What to work on
Locate each line in the material below that contains the string "helmet", treating uppercase and lowercase as distinct, and copy those lines.

+++ Data extract

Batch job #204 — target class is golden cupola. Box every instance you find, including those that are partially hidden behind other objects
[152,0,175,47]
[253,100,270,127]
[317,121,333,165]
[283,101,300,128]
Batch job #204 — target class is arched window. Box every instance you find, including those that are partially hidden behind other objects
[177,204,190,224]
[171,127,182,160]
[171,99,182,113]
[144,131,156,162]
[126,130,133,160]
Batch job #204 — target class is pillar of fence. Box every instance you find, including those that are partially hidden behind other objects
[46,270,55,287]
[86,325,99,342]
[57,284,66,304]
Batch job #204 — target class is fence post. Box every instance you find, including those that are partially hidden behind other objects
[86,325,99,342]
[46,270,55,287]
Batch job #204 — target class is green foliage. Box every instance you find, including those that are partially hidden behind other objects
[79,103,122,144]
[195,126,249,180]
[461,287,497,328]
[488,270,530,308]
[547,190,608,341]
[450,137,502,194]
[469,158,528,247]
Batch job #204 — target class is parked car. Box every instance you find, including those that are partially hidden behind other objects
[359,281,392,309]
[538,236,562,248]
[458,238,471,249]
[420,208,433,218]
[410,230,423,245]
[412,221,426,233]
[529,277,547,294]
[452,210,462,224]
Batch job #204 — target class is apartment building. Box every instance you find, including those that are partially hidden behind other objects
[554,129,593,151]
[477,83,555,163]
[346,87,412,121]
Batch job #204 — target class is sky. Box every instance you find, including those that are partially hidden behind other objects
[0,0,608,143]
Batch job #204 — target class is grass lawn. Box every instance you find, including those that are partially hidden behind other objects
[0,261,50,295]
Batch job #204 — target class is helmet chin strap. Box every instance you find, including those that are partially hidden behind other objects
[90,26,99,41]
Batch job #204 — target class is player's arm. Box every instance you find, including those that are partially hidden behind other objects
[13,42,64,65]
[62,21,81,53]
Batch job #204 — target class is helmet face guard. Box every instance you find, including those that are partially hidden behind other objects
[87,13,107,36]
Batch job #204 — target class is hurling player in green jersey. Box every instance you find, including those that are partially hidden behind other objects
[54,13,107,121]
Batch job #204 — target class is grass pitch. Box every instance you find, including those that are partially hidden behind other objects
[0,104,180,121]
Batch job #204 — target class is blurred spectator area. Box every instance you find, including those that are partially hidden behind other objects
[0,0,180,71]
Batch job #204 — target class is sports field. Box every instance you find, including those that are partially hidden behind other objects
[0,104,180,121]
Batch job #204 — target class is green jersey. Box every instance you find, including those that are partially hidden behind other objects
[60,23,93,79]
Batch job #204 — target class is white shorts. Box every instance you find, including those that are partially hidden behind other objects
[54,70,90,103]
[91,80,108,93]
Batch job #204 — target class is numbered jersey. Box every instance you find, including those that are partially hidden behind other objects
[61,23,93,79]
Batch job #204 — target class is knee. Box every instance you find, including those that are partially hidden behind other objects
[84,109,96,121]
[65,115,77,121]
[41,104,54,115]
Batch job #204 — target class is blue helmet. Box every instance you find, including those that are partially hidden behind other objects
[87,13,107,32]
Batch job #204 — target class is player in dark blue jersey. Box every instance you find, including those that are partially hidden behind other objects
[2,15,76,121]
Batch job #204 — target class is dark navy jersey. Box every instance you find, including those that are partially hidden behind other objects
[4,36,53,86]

++++++

Task response
Batch job #204 — target class is helmet chin strap. Box every instance you find, including those that are partially hidden behind other objects
Batch job #204 — target class is helmet face guard. Box every instance you find, including those that are partially hidden behind other objects
Batch job #204 — target class is blue helmet. Box every instance you find, including those that are partially hidden behind other objects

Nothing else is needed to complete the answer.